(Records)
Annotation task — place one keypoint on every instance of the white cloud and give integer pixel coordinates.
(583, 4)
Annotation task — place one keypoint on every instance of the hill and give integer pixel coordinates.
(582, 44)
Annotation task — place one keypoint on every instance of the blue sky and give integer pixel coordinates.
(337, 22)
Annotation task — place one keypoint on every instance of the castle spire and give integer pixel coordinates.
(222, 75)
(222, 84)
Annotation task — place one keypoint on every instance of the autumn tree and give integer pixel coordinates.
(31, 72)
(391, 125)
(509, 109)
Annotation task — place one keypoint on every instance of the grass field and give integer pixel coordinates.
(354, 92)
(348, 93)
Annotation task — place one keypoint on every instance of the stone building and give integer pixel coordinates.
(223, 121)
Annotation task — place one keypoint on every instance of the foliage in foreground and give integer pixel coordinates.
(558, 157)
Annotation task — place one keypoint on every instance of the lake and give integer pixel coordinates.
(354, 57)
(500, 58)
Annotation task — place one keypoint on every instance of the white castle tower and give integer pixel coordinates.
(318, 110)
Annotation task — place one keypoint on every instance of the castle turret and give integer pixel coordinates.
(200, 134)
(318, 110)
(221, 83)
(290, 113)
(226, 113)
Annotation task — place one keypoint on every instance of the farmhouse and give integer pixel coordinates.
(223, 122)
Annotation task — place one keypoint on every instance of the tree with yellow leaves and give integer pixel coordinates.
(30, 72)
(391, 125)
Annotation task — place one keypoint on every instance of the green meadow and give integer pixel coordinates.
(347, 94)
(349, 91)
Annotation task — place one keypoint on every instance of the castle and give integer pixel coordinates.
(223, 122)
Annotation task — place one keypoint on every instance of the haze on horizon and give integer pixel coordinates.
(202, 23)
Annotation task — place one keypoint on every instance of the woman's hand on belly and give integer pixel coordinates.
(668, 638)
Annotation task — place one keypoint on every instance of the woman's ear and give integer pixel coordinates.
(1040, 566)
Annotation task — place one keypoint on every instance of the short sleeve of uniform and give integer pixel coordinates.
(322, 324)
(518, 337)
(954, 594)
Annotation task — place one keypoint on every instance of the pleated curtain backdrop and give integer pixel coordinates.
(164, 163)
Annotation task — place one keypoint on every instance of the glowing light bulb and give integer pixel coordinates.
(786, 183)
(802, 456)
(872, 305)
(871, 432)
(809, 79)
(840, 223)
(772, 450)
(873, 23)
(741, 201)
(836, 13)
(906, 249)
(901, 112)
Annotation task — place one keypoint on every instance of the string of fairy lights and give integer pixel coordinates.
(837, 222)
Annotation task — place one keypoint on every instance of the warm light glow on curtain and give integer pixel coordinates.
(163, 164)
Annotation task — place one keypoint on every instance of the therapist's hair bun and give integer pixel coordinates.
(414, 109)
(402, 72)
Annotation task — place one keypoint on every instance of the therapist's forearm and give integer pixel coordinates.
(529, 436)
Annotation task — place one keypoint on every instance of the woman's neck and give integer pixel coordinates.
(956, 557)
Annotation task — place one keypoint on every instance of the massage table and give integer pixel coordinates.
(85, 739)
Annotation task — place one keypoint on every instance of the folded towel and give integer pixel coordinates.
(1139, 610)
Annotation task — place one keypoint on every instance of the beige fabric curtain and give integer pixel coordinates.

◆ PROBLEM STATEMENT: Copy out the full listing exactly.

◆ PROBLEM SOLUTION:
Annotation task — place one keypoint on every instance of the white cloud and give integer pixel coordinates.
(583, 4)
Annotation task — place one keypoint on every instance of the hill and give integer pixel coordinates.
(582, 44)
Annotation task — place one keypoint on every instance of the blue sky and give integer pixel coordinates.
(337, 22)
Annotation task — place one keypoint on every instance of the castle spire and give integer pixel coordinates.
(222, 75)
(222, 84)
Annotation task — place one keypoint on every instance of the autumn tree and give integer pixel coordinates.
(31, 72)
(391, 125)
(509, 109)
Annotation task — place one keypoint on every instance of the grass field and give integer pixel coordinates.
(354, 92)
(348, 93)
Annotation task — place one keypoint on every instance of the stone building and give integer pixel coordinates.
(223, 121)
Annotation task — place one keypoint on every instance of the foliage in foreground and give integer pixel coordinates.
(558, 157)
Annotation task — place one keypoint on every instance of the lake and give integer pixel coordinates.
(354, 57)
(500, 58)
Annotation task — place one keypoint on every instance of the white castle tower and give integer pixel coordinates.
(318, 110)
Annotation task — place one keypoint on every instance of the castle turret and give integer pixel coordinates.
(200, 134)
(318, 110)
(221, 83)
(290, 113)
(226, 113)
Annotation task — place one keypoint on every instance of the farmhouse and give integer pixel coordinates.
(223, 122)
Annotation task — place one keypoint on every instance of the tree with yellow leaves and give integer pixel coordinates.
(30, 72)
(391, 125)
Annotation task — place one keypoint on every instance of the green meadow and give integer pixel coordinates.
(347, 94)
(349, 91)
Annotation task — place one keypoint on every instance of the castle and give integer pixel coordinates.
(223, 122)
Annotation task — place one keypoint on every instance of the haze on horizon and give integer pixel coordinates.
(202, 23)
Annotation task — place one keypoint on every instance of the woman's hand on belly and give integer pixel coordinates.
(668, 638)
Annotation task — place one keypoint on every instance of the woman's ear and give integer pixel coordinates.
(1040, 566)
Annotation task — place one keypoint on every instance of the short sleeve of uniform and give integer pixel coordinates.
(322, 324)
(518, 337)
(954, 594)
Annotation task — place one keypoint on every instance of the pleated curtain backdrop and give integer pixel coordinates.
(164, 163)
Annotation task — place one keypoint on every instance of the glowing light bulb and give integer pixel coordinates.
(786, 183)
(802, 456)
(872, 305)
(871, 432)
(809, 79)
(840, 223)
(772, 450)
(873, 23)
(741, 201)
(836, 13)
(906, 249)
(901, 112)
Annotation task — place one keypoint on every instance of the string of fairy lights and give integer pixel coordinates.
(837, 222)
Annotation task — place one keypoint on every instance of the warm light glow on curtain and give integer pixel coordinates.
(163, 164)
Annotation task — place one keypoint on every instance of the therapist's hair bun and give integer pixel coordinates.
(414, 109)
(402, 72)
Annotation task — place one keypoint on every instance of the therapist's forearm and give integer pixel coordinates.
(529, 436)
Annotation task — place one keypoint on every instance of the woman's neck and give integer pixel coordinates.
(956, 557)
Annotation task — place one keypoint on every instance of the massage table and give integer pixel coordinates.
(85, 739)
Annotation task — place one keypoint on every instance of the folded towel and give integer pixel coordinates.
(1139, 610)
Annotation task — place one keypoint on every instance of the beige fabric curtain and give integer pixel coordinates.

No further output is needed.